▶ **COMPITI PROPOSTI**
[a] Nel brano sulla conferenza bitcoin, quale libro di Ron Paul viene citato e in che anno è uscito?
[b] Trascrivi dal brano sulla conferenza bitcoin la parte che inizia con le parole contenenti "Ron Paul, già" e termina con "bianco di Nakamoto.".

----- BRANO FORNITO

Ron Paul, già candidato alla presidenza e membro del Congresso, rimane sempre ispirato dell’afflato libertario espresso con uno dei best sellers tra i criptofan, “End the Fed” del 2009, cioè l’anno successivo all’uscita del libro bianco di Nakamoto.

Alla conferenza mondiale di bitcoin ha affermato che “oggi se vendi o compri oro sei tassato…Quando si fanno profitti con bitcoin, leggiamo storie di persone che vengono tassate, ma non si deve tassare la moneta. Se hai comprato un dollaro un anno fa ed è andato giù del 10% non puoi evidenziare una perdita perché il tuo dollaro si è svalutato”.

L’85enne uomo politico si è schierato contro le autorità e le istituzioni finanziarie: “Non voglio cercare di spiegare esattamente dal punto di vista tecnico se sia buono, cattivo o indifferente, piuttosto voglio sostenere la posizione della legalizzazione della libera scelta del popolo, che non deve vedere le sue decisioni prese dal governo”.

Dal mondo tech, posizioni rialziste, più o meno moderate

Mentre i vigili del fuoco cercavano di mantenere i partecipanti alla conferenza entro i limiti di capienza della sala al Mana Wynwood Convention Center di Miami, Jack Dorsey, CEO di Twitter e della piattaforma di pagamenti Square, accendeva gli animi dei criptofan: “Non abbiamo più bisogno delle istituzioni finanziarie che abbiamo oggi…abbiamo già quella che sta crescendo… che è posseduta dalla comunità…Bitcoin cambierà ogni cosa…Se non stessi lavorando per Twitter e Square lo farei per bitcoin”. Intanto Square progetta di realizzare un portafoglio hardware per gestire bitcoin.

Tyler Winklevoss, uno dei gemelli che Zuckerberg ha dovuto risarcire per avergli soffiato il progetto di Facebook, ha sentenziato con gergo tratto dal baseball, che siamo ancora alle prime battute del primo tempo per quanto riguarda la posizione di Bitcoin (sul piano delle quotazioni) e ha preconizzato un orizzonte “moderatamente rialzista” con quotazione a 400 dollari (ora, mentre scriviamo il 19 giugno, bitcoin quota 36.140 dollari, ben al di sotto del massimo di quasi 63.503 $ del 13 aprile, ma pure sempre più in alto del record (per allora) di fine 2020. “Pensiamo che bitcoin sia l’oro 2.0. Annienterà l’oro cosicché la capitalizzazione del mercato sarà di 10.000 miliardi dollari o più, che è la capitalizzazione del mercato dell’oro.

----------
----- VOCI RIPORTATE

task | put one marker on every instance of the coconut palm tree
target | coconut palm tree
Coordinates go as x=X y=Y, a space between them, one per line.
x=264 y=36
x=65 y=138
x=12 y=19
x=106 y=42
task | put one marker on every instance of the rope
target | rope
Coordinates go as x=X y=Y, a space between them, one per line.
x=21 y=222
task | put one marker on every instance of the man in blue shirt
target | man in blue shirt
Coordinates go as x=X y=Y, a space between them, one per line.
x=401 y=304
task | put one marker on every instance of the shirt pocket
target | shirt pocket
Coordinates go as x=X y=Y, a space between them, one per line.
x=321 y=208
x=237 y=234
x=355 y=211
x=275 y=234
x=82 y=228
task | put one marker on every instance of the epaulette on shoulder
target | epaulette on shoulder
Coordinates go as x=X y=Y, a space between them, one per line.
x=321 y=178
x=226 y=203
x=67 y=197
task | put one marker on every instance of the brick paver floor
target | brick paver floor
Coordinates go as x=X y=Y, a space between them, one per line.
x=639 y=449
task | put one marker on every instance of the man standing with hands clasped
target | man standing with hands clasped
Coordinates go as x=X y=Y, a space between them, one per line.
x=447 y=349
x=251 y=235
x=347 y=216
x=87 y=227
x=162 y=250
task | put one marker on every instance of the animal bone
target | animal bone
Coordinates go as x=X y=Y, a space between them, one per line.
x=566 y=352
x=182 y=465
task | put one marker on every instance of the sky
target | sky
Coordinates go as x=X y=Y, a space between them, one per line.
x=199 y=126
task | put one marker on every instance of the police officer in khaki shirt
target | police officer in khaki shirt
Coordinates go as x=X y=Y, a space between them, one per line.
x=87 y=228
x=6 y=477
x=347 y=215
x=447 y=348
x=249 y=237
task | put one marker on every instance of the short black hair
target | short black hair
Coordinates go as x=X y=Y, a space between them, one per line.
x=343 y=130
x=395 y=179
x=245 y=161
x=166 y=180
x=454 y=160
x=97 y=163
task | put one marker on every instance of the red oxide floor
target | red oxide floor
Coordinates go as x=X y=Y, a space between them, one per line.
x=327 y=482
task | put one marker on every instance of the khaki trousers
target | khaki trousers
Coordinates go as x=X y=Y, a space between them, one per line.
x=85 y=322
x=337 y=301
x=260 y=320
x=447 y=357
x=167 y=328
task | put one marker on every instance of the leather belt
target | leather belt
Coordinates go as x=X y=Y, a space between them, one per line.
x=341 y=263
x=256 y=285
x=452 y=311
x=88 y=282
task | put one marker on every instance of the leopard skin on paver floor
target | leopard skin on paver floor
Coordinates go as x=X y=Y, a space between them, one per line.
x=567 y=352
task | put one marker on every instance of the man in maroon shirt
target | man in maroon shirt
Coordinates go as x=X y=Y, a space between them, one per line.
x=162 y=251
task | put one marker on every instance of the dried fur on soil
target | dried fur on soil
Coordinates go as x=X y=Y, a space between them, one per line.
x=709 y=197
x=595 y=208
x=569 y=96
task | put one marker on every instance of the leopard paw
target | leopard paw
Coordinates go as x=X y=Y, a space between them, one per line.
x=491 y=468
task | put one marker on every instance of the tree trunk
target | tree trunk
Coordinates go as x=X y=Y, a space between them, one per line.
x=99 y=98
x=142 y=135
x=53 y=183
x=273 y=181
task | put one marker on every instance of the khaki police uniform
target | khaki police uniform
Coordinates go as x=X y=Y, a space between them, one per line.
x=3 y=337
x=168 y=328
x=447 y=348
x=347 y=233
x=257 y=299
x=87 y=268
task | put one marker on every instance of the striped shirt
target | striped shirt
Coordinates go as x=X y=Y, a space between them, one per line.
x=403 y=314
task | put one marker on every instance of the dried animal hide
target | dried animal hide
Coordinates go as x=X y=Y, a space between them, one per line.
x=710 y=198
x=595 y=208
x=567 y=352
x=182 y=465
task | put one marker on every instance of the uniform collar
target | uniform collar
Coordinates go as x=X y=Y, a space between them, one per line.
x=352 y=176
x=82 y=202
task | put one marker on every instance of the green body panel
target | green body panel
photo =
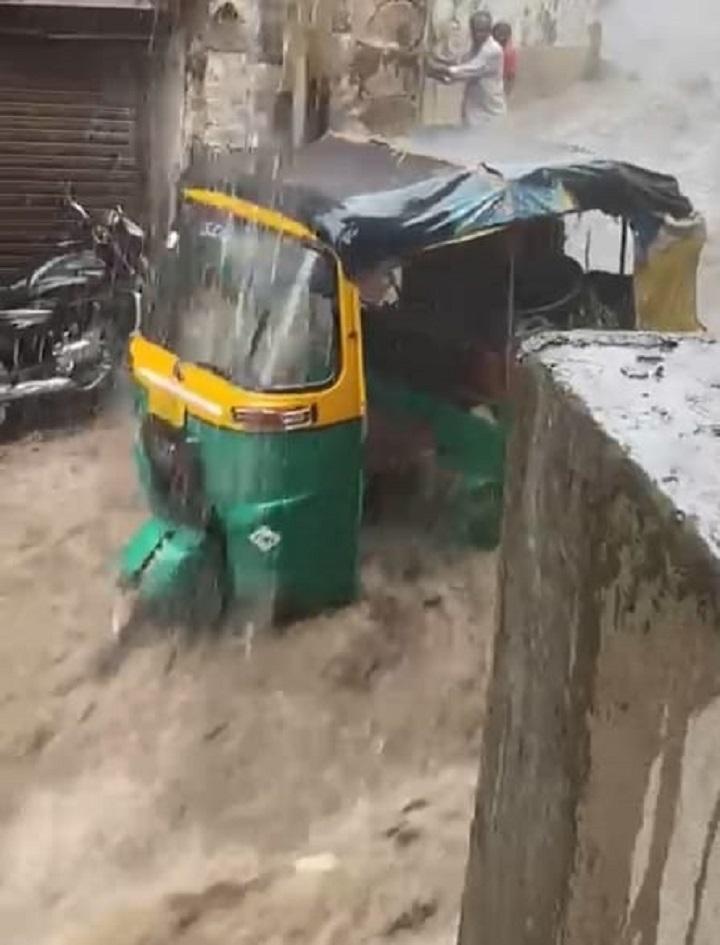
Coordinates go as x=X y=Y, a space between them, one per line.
x=471 y=447
x=289 y=505
x=161 y=557
x=286 y=507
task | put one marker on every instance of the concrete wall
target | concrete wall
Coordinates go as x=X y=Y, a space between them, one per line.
x=599 y=797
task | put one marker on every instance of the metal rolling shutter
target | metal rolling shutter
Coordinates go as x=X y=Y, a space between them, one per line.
x=68 y=114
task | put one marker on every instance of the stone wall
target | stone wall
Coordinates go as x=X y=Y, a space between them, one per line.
x=599 y=798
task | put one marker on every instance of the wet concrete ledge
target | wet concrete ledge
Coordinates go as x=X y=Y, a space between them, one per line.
x=598 y=805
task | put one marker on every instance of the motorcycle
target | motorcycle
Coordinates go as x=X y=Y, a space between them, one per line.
x=64 y=323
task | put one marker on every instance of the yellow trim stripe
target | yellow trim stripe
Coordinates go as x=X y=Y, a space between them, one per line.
x=246 y=210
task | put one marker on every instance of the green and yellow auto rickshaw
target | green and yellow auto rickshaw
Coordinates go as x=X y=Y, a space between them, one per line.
x=361 y=313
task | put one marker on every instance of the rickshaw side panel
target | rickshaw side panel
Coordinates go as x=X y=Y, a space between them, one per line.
x=290 y=507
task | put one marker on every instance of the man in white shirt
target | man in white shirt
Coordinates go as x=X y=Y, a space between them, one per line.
x=481 y=71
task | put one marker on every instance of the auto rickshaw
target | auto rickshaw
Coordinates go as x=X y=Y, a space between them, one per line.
x=371 y=287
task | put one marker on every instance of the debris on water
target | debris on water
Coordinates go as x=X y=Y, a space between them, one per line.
x=413 y=918
x=635 y=373
x=418 y=803
x=319 y=863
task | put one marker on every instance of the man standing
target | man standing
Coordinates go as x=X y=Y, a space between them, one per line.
x=481 y=71
x=502 y=33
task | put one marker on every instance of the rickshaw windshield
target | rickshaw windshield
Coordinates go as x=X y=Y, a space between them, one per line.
x=251 y=304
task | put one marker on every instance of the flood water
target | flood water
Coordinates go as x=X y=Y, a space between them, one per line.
x=658 y=105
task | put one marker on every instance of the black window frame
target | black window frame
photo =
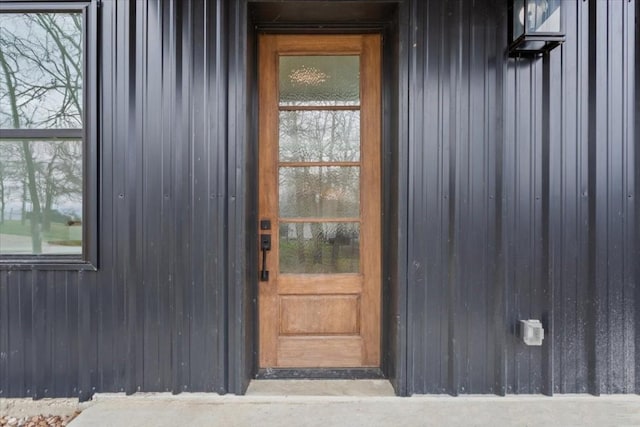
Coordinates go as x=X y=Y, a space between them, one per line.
x=88 y=259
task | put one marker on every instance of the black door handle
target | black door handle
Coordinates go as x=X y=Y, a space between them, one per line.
x=265 y=245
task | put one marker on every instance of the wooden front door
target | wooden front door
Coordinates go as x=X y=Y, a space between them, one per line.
x=319 y=207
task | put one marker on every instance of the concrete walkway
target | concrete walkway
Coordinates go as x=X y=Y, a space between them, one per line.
x=264 y=408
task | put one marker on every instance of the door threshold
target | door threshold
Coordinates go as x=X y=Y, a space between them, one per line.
x=324 y=387
x=320 y=374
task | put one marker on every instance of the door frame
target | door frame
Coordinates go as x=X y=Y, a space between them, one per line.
x=245 y=19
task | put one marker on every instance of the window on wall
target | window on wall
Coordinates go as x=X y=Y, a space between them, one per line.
x=47 y=142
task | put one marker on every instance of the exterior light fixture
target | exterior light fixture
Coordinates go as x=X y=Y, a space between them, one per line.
x=535 y=26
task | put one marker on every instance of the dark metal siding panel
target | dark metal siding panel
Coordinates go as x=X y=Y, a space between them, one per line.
x=154 y=316
x=569 y=213
x=612 y=144
x=452 y=245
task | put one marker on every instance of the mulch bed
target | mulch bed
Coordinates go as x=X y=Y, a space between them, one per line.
x=38 y=420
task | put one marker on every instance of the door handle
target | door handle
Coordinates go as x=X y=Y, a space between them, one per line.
x=265 y=245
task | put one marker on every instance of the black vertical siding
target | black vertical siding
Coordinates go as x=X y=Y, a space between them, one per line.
x=522 y=204
x=516 y=184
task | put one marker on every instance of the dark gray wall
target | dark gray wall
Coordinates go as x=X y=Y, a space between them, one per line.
x=515 y=181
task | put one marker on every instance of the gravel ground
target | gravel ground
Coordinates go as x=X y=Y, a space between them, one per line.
x=39 y=413
x=38 y=420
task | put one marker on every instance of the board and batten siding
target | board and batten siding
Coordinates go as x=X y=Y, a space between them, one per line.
x=517 y=198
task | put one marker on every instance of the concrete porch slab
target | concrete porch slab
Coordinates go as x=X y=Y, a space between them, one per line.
x=360 y=388
x=163 y=410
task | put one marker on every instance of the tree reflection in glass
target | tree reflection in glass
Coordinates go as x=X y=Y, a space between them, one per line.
x=41 y=85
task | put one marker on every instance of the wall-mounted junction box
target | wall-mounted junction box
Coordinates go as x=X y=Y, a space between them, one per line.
x=531 y=331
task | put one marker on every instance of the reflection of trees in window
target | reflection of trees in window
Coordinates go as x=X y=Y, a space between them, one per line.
x=320 y=135
x=41 y=87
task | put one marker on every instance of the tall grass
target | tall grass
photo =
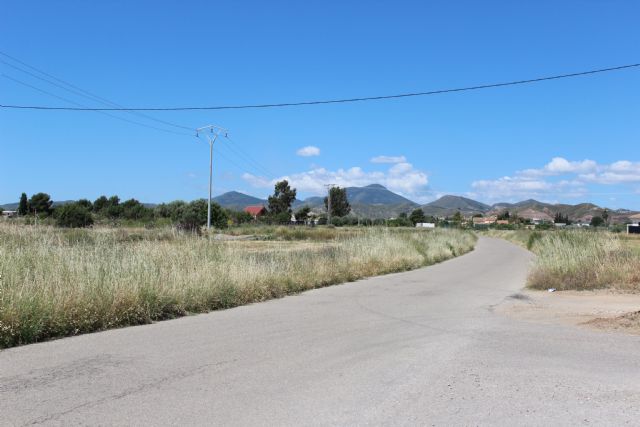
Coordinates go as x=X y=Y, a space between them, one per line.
x=579 y=259
x=65 y=282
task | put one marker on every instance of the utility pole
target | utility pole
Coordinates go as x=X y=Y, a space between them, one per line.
x=329 y=187
x=212 y=135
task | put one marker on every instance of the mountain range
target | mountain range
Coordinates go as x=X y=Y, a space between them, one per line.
x=376 y=201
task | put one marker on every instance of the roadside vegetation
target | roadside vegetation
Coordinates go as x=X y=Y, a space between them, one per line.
x=58 y=282
x=580 y=259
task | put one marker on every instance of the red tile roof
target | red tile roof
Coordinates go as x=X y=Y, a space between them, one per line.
x=255 y=210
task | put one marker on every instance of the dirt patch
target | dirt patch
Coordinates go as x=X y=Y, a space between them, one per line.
x=629 y=323
x=600 y=309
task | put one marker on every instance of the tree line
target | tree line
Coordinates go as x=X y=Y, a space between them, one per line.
x=193 y=215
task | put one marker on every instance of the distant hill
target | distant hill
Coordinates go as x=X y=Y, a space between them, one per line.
x=449 y=205
x=376 y=201
x=237 y=201
x=372 y=201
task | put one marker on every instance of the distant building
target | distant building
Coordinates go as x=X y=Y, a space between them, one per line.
x=255 y=211
x=633 y=228
x=488 y=220
x=425 y=225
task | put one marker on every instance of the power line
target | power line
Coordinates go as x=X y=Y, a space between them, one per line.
x=97 y=111
x=77 y=90
x=69 y=87
x=330 y=101
x=239 y=152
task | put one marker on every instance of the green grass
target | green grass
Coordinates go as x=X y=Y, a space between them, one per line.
x=58 y=283
x=580 y=259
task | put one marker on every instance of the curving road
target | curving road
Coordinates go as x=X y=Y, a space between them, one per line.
x=416 y=348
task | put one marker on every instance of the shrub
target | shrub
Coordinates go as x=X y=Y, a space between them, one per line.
x=73 y=215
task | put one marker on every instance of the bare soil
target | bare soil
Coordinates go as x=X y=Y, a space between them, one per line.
x=600 y=309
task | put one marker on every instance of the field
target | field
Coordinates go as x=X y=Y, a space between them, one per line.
x=57 y=282
x=580 y=259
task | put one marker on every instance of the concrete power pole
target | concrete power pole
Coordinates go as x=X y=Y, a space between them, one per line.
x=329 y=187
x=212 y=135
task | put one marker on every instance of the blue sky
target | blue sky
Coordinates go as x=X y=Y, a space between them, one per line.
x=567 y=141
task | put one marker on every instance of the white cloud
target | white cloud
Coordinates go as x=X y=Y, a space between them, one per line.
x=401 y=178
x=560 y=166
x=388 y=159
x=308 y=151
x=539 y=182
x=517 y=188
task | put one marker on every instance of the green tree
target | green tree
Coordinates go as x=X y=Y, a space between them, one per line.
x=504 y=216
x=417 y=216
x=172 y=210
x=40 y=203
x=239 y=217
x=302 y=214
x=283 y=197
x=134 y=210
x=339 y=203
x=86 y=204
x=194 y=215
x=100 y=204
x=73 y=215
x=559 y=218
x=23 y=206
x=597 y=221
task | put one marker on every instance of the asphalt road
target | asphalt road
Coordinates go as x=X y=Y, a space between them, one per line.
x=417 y=348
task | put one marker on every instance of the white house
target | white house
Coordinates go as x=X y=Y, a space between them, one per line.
x=425 y=225
x=633 y=228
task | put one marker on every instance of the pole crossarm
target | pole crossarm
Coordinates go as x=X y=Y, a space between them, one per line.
x=212 y=134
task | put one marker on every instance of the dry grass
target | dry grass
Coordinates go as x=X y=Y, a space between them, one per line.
x=580 y=259
x=65 y=282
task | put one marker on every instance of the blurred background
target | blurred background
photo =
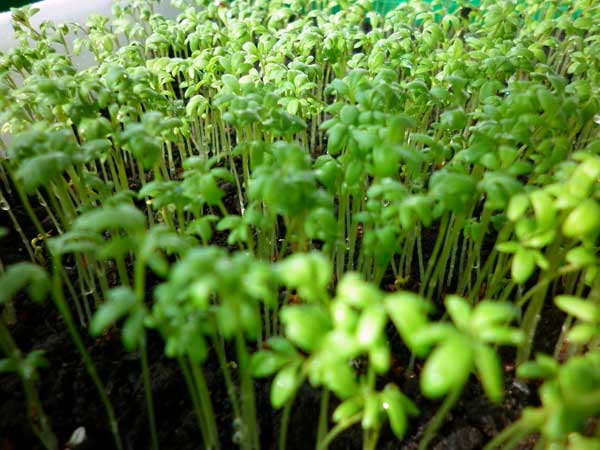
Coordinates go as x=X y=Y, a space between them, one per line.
x=7 y=4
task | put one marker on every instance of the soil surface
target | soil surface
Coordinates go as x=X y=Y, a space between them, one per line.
x=71 y=401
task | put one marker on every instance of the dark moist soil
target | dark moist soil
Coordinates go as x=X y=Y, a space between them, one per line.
x=71 y=401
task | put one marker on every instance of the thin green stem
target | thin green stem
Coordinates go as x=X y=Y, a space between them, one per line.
x=439 y=418
x=65 y=312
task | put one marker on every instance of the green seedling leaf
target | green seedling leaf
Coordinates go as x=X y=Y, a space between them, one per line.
x=372 y=416
x=447 y=368
x=453 y=120
x=583 y=221
x=119 y=302
x=345 y=317
x=305 y=325
x=380 y=356
x=340 y=379
x=578 y=307
x=459 y=310
x=581 y=257
x=517 y=207
x=408 y=312
x=353 y=290
x=348 y=408
x=371 y=324
x=523 y=265
x=305 y=272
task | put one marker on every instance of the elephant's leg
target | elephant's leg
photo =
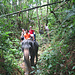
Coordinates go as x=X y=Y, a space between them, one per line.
x=26 y=59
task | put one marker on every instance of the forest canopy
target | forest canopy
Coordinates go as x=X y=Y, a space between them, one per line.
x=56 y=53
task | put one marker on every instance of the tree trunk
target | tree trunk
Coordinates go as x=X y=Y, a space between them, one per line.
x=38 y=17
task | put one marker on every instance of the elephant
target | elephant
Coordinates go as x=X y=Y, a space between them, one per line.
x=30 y=48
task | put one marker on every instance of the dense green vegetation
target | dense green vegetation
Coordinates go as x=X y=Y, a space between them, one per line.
x=57 y=54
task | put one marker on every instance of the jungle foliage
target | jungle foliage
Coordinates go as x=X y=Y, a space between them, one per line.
x=58 y=57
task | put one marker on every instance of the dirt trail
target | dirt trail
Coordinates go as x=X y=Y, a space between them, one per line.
x=40 y=51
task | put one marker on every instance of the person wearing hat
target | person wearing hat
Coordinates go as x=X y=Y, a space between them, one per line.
x=27 y=35
x=22 y=34
x=31 y=31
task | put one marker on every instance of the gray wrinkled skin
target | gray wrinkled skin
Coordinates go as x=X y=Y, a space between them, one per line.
x=31 y=48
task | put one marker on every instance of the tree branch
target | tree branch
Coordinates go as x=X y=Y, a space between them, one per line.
x=29 y=9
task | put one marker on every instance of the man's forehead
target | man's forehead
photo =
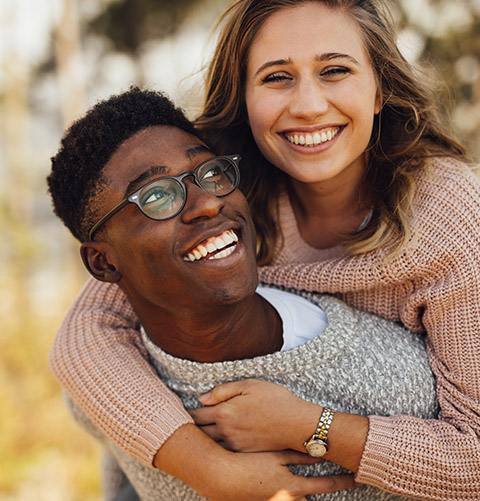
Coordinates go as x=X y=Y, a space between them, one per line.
x=159 y=148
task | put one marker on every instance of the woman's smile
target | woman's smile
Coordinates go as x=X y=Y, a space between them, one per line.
x=311 y=94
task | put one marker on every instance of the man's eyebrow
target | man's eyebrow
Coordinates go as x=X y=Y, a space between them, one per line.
x=327 y=56
x=155 y=171
x=197 y=150
x=159 y=170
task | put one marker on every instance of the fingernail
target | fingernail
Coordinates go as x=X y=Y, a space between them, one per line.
x=205 y=397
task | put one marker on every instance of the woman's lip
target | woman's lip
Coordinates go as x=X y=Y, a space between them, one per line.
x=312 y=142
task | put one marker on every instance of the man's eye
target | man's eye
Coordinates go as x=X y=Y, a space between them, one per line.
x=157 y=198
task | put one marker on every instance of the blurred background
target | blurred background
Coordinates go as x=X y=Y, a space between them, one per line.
x=58 y=57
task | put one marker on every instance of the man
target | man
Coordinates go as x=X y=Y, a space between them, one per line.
x=160 y=215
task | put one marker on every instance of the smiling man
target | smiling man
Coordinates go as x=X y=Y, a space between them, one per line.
x=160 y=215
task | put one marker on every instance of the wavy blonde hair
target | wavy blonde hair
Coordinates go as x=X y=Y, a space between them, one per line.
x=406 y=133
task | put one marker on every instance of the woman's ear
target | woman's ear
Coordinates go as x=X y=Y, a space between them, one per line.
x=94 y=257
x=378 y=101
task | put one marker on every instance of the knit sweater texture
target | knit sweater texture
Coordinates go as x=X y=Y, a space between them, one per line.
x=360 y=363
x=433 y=286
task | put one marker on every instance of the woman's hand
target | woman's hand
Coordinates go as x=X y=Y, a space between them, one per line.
x=221 y=475
x=255 y=415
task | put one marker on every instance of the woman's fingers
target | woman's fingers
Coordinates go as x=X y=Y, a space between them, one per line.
x=203 y=415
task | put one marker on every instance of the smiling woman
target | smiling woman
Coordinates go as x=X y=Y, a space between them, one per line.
x=357 y=189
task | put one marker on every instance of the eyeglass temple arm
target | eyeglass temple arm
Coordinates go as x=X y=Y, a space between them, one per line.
x=106 y=217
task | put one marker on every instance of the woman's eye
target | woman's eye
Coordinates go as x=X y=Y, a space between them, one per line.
x=276 y=77
x=336 y=71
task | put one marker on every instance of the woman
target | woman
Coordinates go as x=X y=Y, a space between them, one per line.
x=357 y=189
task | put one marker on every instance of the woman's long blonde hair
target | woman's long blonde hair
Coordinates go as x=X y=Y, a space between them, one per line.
x=406 y=133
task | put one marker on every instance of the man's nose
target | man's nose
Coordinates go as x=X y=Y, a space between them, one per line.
x=199 y=203
x=309 y=99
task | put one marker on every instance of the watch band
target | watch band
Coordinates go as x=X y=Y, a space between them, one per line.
x=317 y=446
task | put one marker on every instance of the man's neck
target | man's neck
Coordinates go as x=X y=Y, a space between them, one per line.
x=251 y=328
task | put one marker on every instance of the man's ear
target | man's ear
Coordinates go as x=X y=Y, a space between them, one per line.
x=95 y=259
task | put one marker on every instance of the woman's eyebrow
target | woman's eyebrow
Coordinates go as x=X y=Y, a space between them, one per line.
x=327 y=56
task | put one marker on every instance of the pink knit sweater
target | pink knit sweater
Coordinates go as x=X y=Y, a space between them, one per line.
x=434 y=286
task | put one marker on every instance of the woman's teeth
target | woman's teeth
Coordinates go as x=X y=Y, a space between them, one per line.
x=313 y=139
x=216 y=247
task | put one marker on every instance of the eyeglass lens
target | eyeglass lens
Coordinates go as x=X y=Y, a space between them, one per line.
x=164 y=197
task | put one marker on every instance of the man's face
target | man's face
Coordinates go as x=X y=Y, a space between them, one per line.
x=161 y=262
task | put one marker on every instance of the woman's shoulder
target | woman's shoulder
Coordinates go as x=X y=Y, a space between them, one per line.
x=448 y=179
x=445 y=212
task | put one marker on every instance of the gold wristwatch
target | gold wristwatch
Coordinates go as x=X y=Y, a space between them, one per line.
x=317 y=445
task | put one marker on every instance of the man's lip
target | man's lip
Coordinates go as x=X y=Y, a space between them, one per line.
x=212 y=242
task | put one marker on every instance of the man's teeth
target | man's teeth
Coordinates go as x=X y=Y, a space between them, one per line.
x=220 y=245
x=313 y=139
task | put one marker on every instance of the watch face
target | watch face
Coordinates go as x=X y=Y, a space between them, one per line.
x=316 y=448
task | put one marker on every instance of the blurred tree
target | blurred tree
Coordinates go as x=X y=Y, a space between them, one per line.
x=130 y=23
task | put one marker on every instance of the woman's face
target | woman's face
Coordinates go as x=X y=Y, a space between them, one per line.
x=311 y=94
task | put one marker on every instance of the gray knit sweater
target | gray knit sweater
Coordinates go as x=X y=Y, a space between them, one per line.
x=360 y=364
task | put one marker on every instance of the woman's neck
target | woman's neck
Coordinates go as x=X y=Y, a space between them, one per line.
x=325 y=212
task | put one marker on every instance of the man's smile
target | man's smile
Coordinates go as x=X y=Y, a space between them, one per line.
x=214 y=247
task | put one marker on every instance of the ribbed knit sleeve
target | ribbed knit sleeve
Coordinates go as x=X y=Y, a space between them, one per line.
x=434 y=286
x=99 y=358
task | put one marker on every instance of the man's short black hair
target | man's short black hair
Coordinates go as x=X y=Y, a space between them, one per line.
x=76 y=175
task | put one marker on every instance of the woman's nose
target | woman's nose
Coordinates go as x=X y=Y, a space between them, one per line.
x=199 y=203
x=309 y=100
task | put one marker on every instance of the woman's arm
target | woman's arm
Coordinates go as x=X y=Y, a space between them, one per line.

----------

▶ **RISPOSTE PER COMPITO**
[a] "End the Fed", uscito nel 2009.

[b]
Ron Paul, già candidato alla presidenza e membro del Congresso, rimane sempre ispirato dell’afflato libertario espresso con uno dei best sellers tra i criptofan, “End the Fed” del 2009, cioè l’anno successivo all’uscita del libro bianco di Nakamoto.